*What to work on*
1. Write out the passage of the letter on Syria from "I’m taking the" to "slightly fuller answer.".
2. List every country that the letter on Syria names with a noun, leaving out countries that appear only as adjectives such as "Saudi" or "Iraqi".
3. Continue the letter on Syria from its last sentence.

*Reading passage*
— START —
We met at the BBC Newsnight debate on Syria. I think you gave me a card, which I promptly lost. I hope you find this message.

I’m taking the liberty of sending you my latest article concerning sectarian readings of the Syrian situation (my other stuff is on the same blog) as well as something by the secular intellectual Yassin al-Haj Saleh which presents a case better than I could.

As for your question, wouldn’t it be better for containment if Assad were to win? here’s a slightly fuller answer.

Assad can’t win completely, even with continuing solid support from Russia, Iran and Iran’s Iraqi and Lebanese clients, because the opposition has numbers on its side (and secondarily because Saudi weapons will continue to come in). If things go on as they are, a much more likely medium term result is the splintering of the country into zones of destabilisation:

1. a regime/Alawi zone between Damascus and the coast bridged by Homs, which will involve a massive ethnic cleansing of Sunnis from the Homs area (the regime has already burnt the land registry) and probably from the coastal cities too. The blowback from this probable future may well catalyse the sectarian mass slaughter of civilians which hasn’t yet happened from the opposition’s side. As I said in the green room, Assad’s rump state would be in effect Iran’s state (as opposed to Iran’s ally, which Syria was before 2011), beholden to Iran, because it’s Iran and its clients who are directing the regime fightback now. The risk is high that Iran will use Syria as a proxy front for its war with Israel in the same way that Syria once used Lebanon. And while Iran already ‘has’ Lebanon, Hizbullah is forced to deal with other groups in Lebanese politics. Control of a straightforward military/sectarian dictatorship, and a bigger country, is much more of a prize for Iran. I’m no friend of Israel, but America and Britain generally are, so it’s surprising to see all concerned ignoring the emergence of a greater strategic threat to the status quo than Iran’s nuclear programme (if they actually believe their rhetoric of Iran posing a threat to Israel).
— END —
*Source material*
— START —
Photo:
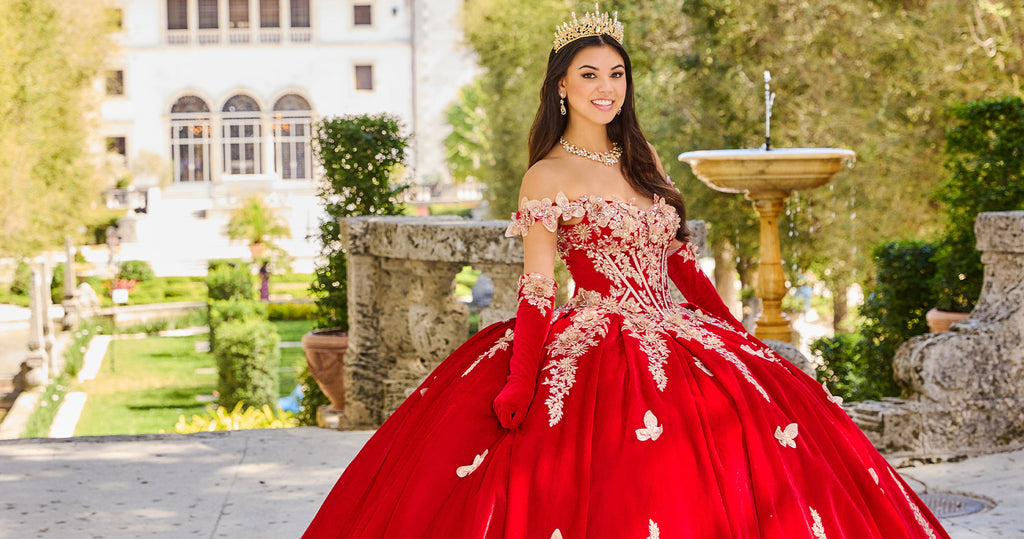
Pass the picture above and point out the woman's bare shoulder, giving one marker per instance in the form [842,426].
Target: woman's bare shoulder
— END —
*Solved problems*
1.
I’m taking the liberty of sending you my latest article concerning sectarian readings of the Syrian situation (my other stuff is on the same blog) as well as something by the secular intellectual Yassin al-Haj Saleh which presents a case better than I could.

As for your question, wouldn’t it be better for containment if Assad were to win? here’s a slightly fuller answer.

2. Syria, Russia, Iran, Lebanon, Israel, America, Britain

3.
2. A Kurdish zone fought over by PKK-linked Kurds and more moderate groups. The Turks likely to stage interventions here, imperilling their deal with the Turkish PKK.

3. Arab-majority liberated zones, still shelled and depopulated, unable to restart the economy, fought over by Salafist and moderate militias, sometimes (especially to the east) falling to Salafist militias, eventually leading to Western intervention anyway, probably in the form of drone strikes targetting terrorists but as usual hitting wedding parties and creating more terrorists.

In the splitting scenario significant numbers of refugees would become semi-permanent in Lebanon, Turkey and Jordan, potentially causing as  much destabilisation as Palestinian refugees did in the seventies.

The problem isn’t going away. Ramifications for Britain and Europe include all those pertaining to a zone of economic collapse and trauma on the eastern Mediterranean, all the unforeseeable knock-on effects, including at very least a new illegal migration issue and a pool of new recruits for violent political/religious organisations.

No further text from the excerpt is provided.